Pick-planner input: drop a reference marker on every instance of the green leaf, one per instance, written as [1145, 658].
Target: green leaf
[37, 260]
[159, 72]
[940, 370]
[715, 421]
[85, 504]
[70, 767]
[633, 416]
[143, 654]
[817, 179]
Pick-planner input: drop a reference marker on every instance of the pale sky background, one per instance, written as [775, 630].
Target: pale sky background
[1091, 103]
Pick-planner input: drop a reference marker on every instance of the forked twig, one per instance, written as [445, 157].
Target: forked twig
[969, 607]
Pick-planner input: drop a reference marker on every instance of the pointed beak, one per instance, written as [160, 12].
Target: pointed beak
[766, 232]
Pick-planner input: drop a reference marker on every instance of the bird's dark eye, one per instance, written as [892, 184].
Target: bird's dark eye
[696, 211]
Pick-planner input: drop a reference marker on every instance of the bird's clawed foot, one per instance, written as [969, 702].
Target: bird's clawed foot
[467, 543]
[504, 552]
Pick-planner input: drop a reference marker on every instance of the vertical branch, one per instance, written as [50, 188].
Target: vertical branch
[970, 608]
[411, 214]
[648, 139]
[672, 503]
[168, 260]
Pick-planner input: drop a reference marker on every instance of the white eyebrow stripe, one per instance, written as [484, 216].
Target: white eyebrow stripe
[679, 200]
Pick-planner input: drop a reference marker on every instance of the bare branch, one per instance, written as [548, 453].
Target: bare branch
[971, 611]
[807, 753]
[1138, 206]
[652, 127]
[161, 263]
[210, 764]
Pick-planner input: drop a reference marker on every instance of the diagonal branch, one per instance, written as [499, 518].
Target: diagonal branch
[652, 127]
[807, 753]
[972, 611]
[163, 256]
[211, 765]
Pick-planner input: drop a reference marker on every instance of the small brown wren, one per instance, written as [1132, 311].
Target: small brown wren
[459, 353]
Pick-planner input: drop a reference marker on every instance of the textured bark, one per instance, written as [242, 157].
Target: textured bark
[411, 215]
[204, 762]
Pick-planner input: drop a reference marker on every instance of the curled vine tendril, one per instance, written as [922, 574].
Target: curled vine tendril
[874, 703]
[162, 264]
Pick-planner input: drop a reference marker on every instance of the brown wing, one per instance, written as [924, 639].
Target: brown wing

WHAT IS EXPECTED » Rewrite the records from the line containing "as [242, 157]." through the end of the records, both included and requests kept, multiplying each answer coordinate by 2.1 and rounding to whole numbers with halves rounded up. Leave the numbers in the requests and their format samples as they are.

OUTPUT FOR THIS TASK »
Pick-planner input: drop a reference marker on every instance of the textured bark, one per instance, written as [242, 157].
Target: textured bark
[863, 452]
[428, 1600]
Pick-planner input: drop a reference marker on every instance of the curled vine tendril, one per instance, written as [922, 574].
Target: curled vine tendril
[1835, 1476]
[340, 554]
Pick-planner input: drop a reference marker on every instance of the brown wing, one per instance, written as [924, 639].
Target: brown wing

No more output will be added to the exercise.